### PROBLEM STATEMENT
The entries are to be repeated verbatim, with nothing left out.

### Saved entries

*****

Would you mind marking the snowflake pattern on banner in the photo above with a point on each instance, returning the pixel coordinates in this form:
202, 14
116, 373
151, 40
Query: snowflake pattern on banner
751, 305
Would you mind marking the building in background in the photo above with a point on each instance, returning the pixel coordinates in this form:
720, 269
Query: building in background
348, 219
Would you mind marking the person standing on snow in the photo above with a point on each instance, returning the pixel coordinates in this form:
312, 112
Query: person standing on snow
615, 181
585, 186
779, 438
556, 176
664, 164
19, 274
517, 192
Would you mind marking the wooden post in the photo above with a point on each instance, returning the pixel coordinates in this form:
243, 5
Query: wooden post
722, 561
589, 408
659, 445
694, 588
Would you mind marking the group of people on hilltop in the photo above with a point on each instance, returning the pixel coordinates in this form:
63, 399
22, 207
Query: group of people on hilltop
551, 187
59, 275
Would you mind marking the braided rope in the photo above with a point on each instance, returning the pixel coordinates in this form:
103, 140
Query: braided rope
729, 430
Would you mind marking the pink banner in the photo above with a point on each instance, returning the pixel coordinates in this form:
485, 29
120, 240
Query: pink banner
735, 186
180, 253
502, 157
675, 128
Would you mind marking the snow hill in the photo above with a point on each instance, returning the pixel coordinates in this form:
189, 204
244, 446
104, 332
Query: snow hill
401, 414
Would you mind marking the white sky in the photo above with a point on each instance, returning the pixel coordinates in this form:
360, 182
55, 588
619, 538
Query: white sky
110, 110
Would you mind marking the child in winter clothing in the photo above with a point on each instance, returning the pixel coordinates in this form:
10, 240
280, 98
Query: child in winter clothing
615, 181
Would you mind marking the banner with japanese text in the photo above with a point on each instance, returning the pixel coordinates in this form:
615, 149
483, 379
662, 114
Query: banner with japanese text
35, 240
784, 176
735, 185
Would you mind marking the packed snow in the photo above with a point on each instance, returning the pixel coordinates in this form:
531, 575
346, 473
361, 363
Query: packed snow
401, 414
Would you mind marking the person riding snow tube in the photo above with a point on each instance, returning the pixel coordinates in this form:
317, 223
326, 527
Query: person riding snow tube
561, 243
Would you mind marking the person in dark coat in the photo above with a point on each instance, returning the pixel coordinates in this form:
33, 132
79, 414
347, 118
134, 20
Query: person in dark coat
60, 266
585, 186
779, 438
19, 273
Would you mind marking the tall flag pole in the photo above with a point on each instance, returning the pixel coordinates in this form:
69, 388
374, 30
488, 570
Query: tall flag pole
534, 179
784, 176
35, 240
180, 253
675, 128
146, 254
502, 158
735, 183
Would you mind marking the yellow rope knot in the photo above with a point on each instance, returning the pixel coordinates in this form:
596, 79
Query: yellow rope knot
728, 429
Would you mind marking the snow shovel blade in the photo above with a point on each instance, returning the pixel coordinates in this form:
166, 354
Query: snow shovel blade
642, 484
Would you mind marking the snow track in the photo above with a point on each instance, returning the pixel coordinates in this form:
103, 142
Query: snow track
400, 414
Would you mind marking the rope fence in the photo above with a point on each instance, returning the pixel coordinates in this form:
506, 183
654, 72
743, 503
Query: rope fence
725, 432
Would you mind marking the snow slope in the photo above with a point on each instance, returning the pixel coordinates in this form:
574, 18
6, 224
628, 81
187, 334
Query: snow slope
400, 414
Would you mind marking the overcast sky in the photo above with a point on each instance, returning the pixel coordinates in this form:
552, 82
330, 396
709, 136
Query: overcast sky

*****

### RESPONSE TO THE TASK
Would you mind marking the snowflake pattern on banner in the photo above with a point on each instance, returning the pixel coordinates in this form:
202, 14
116, 373
151, 40
Query: snowflake pattern on banner
751, 305
Would you mind marking the building in background in the photo above with a point on each instance, returning the pixel coordinates in this form:
720, 269
Query: building in background
348, 219
Would you mind marking the person standing on snow in the photo above with a point on each instance, returning the pixel coordinates in this form:
312, 112
Query: person standing on snow
615, 181
585, 186
779, 438
556, 176
664, 164
19, 274
517, 192
Would you mind marking the wooden post in the photo above with a point on each instance, returning the pixel coordinates in this form:
243, 5
Query: wooden post
722, 561
589, 408
659, 445
694, 588
Would you mind marking the group of people on hilltop in the photo above with a point on each instance, returning the pixel coordinates in this form:
63, 399
22, 207
Query: group of people on hilltop
551, 187
59, 275
Would you mind marking the braided rope in the photo above with a point on each instance, returning the pixel coordinates in this form:
103, 140
Query: braided rope
729, 430
Would you mind marking the pink banner in the photo above with a point on each instance, returning the pixel coordinates in this form:
485, 29
120, 240
Query: pink banner
735, 186
180, 253
502, 157
675, 128
Would you mind marking the snow hill in the photo above with a point on each instance, returning the pixel coordinates in this form:
189, 204
244, 446
104, 332
Query: snow hill
401, 414
Would you mind marking the white sky in the photo above with a point on each instance, returning the pixel coordinates in this form:
360, 182
55, 588
619, 538
Query: white sky
110, 110
Would you mind marking the child in winter clothing in the photo above with a point on each instance, returning the pixel coordinates in this form:
10, 240
280, 98
Query: child in winter clothing
615, 181
Would you mind marking the banner with japanese text in the photo above with a point on each instance, returning the pixel coordinates in this form:
615, 149
483, 379
662, 114
Query: banner with japanese text
35, 240
784, 176
735, 185
Would you mind marking the packed snow in the photo above with a point on each instance, returning the pixel coordinates in this form:
531, 575
346, 473
361, 363
Query: packed snow
401, 414
Would you mind marking the person riding snow tube in the photo above with a point on each instance, returning the pixel coordinates in this form:
317, 223
326, 527
Query: person riding snow tube
561, 243
Would you mind marking the person in dark coat in the photo above with a point on each instance, returning the pixel coordinates in this form:
33, 132
79, 414
347, 118
134, 20
Query: person in dark coat
60, 266
585, 186
779, 438
19, 273
Would you mind marking the tall flag pole in the photo above with a point on each instance, returning the pixel coordinates in this form:
69, 388
374, 30
488, 570
Query: tall flag pole
534, 179
784, 176
35, 240
180, 253
675, 128
146, 254
502, 158
735, 183
Would you mind marking the yellow rope knot in the photo above with a point on each instance, returning the pixel coordinates in this form:
596, 79
Query: yellow rope knot
728, 429
Would you mind marking the snow shovel blade in the photo above with a point on each instance, returning the pixel coordinates in this form:
166, 354
Query: snow shovel blade
642, 484
Would you mind marking the snow track in the photo above with a point on each instance, returning the pixel coordinates in this form:
103, 142
Query: snow track
400, 414
Would you mind marking the rope fence in the photo above with a point on each instance, returning the pixel coordinates in this form:
506, 183
654, 72
743, 503
Query: rope fence
725, 432
Would you mind marking the snow slope in the photo above with a point on each instance, returning the pixel coordinates in this form:
574, 18
6, 224
628, 81
187, 334
Query: snow slope
400, 414
Would you mind marking the overcast sky in the photo above with a point on each instance, returning the pixel coordinates in this form:
552, 82
330, 396
709, 136
Query: overcast sky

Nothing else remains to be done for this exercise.